## CONSIGNE
Rédigez la suite du texte sur l'histoire de la psychopathologie, en reprenant après sa dernière phrase.

## EXTRAIT DU TEXTE
□ □ □ □

1. Une épistémologie historique de la psychopathologie

Une mise en perspective

L’évolution conceptuelle en psychopathologie peut être retracée par une mise en perspective historique des débats depuis le milieu du XIXe siècle à nos jours. Que s’est-il passé à partir du XIXe siècle dans le domaine de la psychopathologie ? Un changement de modèle s’est-il opéré et a-t-il produit un nouveau paradigme ? Qu’en est-il à l’heure actuelle ? Retracer l’histoire de la conceptualisation qui s’est produite semble un moyen pour démêler l’écheveau d’un présent embrouillé par un passé chargé et mal digéré, grâce à la restitution de sa genèse.

Pour retracer cette histoire, il faut nécessairement connaître l'arrière-plan intellectuel dans lequel les protagonistes ont été pris.Comment pense-t-on à cette époque dans le domaine de la médecine et de la psychopathologie ? Il faut nécessairement le savoir si l’on veut comprendre les débats qui se sont engagés, les controverses qui ont eu lieu, les nouveautés qui sont apparues.

□ □ □ □

## DONNÉES FOURNIES
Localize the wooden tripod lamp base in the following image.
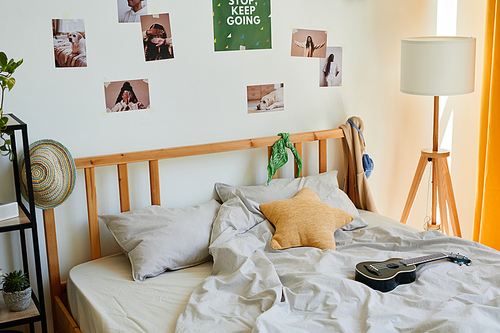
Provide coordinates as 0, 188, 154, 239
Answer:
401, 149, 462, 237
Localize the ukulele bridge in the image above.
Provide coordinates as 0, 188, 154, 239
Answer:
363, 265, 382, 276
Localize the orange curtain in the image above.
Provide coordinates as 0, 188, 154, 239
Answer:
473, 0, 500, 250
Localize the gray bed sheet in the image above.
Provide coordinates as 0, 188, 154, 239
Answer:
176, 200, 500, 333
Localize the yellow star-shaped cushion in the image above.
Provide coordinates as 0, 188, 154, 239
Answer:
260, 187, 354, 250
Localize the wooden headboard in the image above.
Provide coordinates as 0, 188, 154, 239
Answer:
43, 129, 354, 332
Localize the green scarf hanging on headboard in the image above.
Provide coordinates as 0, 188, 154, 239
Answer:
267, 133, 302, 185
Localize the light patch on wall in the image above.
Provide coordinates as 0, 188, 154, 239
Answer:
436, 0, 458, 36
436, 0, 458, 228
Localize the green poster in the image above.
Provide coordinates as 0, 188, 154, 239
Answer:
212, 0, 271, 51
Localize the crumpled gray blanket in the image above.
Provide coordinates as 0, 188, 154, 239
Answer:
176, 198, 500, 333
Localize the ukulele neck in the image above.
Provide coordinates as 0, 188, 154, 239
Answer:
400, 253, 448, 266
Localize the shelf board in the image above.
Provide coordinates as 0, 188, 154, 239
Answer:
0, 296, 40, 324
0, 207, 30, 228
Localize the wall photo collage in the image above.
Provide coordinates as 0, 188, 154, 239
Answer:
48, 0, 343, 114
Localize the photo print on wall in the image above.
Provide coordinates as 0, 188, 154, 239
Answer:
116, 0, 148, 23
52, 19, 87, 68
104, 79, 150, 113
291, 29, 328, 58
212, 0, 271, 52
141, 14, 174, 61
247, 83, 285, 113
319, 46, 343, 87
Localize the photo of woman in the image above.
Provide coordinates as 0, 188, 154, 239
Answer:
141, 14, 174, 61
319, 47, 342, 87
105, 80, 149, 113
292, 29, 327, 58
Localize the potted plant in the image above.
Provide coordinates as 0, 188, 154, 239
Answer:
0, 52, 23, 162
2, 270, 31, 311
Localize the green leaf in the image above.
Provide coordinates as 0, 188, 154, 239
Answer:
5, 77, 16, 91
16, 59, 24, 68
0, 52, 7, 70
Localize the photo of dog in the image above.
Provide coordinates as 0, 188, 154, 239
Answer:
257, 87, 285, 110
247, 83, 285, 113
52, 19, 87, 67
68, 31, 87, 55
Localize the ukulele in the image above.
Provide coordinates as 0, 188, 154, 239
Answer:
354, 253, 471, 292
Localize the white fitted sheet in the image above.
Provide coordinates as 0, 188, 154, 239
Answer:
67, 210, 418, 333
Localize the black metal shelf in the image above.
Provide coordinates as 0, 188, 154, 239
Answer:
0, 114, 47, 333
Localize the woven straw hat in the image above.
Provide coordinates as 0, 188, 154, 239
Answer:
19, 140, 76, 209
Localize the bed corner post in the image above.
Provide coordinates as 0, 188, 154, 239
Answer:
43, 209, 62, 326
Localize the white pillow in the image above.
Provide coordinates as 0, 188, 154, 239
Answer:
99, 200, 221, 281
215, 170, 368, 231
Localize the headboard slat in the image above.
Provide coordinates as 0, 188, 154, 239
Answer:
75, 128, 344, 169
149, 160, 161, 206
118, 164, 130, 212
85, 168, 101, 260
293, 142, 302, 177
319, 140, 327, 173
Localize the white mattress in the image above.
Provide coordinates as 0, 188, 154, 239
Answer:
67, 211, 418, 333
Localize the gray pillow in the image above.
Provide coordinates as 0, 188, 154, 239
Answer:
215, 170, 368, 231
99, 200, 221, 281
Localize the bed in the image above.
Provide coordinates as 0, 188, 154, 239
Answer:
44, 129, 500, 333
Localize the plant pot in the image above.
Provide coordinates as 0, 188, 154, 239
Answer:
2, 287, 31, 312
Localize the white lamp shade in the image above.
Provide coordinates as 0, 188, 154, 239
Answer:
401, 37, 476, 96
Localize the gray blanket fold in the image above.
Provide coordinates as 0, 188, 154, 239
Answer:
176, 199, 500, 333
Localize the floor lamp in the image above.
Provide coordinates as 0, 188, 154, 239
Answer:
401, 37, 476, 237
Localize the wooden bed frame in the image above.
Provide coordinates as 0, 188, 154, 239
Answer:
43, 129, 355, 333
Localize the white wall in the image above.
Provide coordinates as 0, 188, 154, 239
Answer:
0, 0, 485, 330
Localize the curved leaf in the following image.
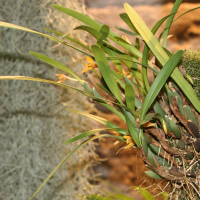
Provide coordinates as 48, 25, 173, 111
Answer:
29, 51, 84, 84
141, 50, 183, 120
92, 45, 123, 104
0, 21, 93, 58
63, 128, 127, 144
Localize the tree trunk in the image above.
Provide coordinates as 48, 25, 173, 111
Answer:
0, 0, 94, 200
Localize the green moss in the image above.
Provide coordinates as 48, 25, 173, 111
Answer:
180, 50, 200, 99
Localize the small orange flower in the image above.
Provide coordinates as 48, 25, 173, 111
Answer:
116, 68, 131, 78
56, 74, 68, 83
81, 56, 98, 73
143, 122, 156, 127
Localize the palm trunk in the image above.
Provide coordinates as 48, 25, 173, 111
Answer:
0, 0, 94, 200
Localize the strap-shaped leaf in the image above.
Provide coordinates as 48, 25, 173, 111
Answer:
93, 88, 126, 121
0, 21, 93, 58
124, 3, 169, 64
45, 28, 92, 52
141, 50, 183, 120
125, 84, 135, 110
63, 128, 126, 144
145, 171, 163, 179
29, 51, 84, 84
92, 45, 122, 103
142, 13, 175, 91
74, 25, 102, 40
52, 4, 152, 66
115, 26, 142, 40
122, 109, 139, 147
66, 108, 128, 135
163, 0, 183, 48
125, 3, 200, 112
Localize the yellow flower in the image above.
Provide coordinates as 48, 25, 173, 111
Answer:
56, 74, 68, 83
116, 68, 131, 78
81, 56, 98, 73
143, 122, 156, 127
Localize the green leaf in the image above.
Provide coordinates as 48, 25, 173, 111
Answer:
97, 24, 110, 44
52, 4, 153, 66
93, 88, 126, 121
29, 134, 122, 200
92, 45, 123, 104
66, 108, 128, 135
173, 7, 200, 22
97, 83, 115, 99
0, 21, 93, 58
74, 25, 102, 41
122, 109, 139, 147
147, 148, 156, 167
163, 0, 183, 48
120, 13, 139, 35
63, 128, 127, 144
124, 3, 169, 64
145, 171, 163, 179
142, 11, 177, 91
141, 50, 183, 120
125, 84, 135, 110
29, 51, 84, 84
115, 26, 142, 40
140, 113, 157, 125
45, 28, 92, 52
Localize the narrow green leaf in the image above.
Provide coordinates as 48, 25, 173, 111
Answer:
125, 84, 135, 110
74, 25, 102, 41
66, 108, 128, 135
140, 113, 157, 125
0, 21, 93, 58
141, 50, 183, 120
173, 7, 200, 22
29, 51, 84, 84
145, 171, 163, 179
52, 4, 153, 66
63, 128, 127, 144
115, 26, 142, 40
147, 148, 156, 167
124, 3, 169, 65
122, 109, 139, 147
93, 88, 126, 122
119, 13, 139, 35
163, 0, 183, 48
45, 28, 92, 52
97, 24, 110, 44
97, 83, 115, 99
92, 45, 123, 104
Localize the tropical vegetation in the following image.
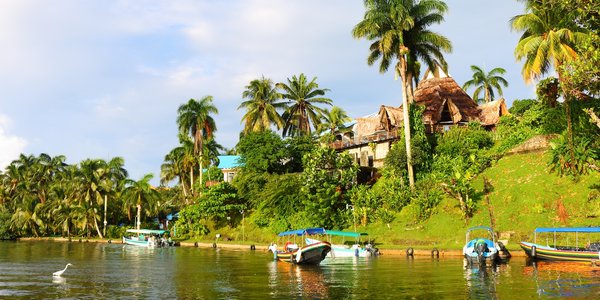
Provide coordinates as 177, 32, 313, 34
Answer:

□ □ □ □

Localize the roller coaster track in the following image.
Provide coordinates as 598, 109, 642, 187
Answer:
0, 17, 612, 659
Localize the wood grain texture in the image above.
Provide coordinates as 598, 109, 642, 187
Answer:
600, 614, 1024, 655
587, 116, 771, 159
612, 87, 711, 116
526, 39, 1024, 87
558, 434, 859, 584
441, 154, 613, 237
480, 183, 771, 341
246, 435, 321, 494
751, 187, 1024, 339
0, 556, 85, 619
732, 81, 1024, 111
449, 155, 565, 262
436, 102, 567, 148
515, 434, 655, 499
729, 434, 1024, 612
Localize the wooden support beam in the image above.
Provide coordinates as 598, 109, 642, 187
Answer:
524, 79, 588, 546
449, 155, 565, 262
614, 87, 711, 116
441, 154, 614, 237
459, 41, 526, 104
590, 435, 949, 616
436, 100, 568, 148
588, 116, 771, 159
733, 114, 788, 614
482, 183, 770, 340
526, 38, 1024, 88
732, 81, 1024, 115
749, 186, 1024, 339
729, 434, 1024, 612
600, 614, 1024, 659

□ □ □ □

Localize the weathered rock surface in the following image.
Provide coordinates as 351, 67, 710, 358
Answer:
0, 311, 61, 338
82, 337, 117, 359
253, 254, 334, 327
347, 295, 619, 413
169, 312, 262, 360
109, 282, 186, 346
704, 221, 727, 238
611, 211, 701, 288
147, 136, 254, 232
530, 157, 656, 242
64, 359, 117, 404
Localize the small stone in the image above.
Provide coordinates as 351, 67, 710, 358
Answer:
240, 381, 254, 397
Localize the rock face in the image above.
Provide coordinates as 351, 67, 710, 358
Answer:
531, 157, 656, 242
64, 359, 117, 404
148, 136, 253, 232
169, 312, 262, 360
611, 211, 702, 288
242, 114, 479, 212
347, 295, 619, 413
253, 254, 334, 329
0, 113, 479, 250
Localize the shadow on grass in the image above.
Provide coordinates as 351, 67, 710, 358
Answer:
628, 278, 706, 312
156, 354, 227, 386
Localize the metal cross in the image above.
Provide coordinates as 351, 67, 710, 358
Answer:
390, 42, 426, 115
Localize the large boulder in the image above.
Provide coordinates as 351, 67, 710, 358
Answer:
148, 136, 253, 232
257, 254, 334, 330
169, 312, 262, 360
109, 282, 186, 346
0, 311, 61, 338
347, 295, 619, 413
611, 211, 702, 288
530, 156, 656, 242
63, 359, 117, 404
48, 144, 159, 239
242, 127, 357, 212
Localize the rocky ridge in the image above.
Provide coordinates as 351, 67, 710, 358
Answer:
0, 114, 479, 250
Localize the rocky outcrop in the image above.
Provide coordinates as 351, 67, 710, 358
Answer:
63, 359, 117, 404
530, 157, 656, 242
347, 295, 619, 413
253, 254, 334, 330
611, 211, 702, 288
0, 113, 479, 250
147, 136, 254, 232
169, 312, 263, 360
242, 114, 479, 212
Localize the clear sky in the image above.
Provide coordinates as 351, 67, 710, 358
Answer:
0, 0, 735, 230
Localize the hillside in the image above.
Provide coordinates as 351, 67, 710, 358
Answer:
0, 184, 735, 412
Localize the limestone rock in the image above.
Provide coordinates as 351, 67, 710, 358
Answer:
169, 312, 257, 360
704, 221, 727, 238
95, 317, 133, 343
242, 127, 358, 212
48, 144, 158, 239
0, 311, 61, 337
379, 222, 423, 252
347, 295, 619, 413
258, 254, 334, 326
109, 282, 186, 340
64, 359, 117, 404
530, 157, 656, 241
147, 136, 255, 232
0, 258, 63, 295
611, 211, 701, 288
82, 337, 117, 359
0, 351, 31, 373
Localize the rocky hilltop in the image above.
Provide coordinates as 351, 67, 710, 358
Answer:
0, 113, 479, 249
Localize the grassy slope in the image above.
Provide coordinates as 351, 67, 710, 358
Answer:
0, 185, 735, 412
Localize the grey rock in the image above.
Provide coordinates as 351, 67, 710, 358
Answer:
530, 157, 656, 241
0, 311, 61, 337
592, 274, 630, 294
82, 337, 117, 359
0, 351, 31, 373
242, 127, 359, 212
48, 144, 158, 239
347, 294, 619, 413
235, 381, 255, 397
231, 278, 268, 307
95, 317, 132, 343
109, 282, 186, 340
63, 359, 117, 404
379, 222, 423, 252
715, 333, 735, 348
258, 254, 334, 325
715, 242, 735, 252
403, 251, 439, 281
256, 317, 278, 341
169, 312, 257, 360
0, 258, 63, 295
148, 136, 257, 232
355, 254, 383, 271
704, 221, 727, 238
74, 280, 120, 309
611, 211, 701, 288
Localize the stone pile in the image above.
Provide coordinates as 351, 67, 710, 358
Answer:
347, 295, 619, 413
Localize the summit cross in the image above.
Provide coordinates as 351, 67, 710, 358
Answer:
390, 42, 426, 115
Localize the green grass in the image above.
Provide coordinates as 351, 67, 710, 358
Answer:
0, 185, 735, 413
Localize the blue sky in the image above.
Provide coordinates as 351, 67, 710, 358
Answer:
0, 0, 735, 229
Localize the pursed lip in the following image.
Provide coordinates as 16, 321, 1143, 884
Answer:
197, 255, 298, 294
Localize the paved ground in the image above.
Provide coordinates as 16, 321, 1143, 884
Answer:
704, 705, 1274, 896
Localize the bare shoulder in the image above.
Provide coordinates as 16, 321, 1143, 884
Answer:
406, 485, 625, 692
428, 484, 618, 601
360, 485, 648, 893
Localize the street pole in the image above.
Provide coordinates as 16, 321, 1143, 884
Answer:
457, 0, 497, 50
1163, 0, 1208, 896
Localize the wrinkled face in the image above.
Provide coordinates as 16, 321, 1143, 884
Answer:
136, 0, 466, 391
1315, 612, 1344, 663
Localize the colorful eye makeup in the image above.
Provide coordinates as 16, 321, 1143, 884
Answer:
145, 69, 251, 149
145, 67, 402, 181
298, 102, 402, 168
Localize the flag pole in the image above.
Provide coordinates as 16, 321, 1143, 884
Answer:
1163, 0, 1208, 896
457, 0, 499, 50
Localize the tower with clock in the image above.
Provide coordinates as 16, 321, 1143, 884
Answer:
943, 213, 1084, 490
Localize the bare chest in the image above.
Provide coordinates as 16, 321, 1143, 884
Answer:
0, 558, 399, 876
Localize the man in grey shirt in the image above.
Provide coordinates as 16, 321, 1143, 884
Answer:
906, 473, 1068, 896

□ □ □ □

## RÉSULTAT
La notion de « formations discursives » avancée par Michel Foucault dans L’Archéologie du savoir pourrait être adaptée pour rassembler le corpus divers et flou de la psychopathologie éparpillé entre médecine, psychologie, psychanalyse, philosophie, anthropologie. Mais, pour suivre le fil évolutif sur la longue durée, nous nous sommes plutôt intéressés à l’interaction entre dynamique conceptuelle, évolutions pratiques et réception sociale des doctrines.

Thomas Khun et son concept de « paradigme », puis celui, plus précis, de « matrice disciplinaire », est notre source d’inspiration la plus forte. Cet auteur réalise un équilibre intéressant entre les influences sociologiques et la dynamique propre à la connaissance tout en mettant en avant un point de vue de type structural par la saisie d’ensembles épistémiques stables et cohérents qui dépassent les acteurs.

Cette approche d’inspiration structuraliste et simultanément généalogique tient éloigné de la perspective individualiste du savant génial, sujet souverain de la pensée, qui, par la puissance d’un entendement, résoudrait les problèmes laissés en suspens et trouverait, par un Eurêka soudain, la vérité. Elle n’allait cependant pas jusqu’à faire supposer des Idées sans individus pour les porter, ce qui renouerait, souterrainement et presque à rebours, avec l’idéalisme.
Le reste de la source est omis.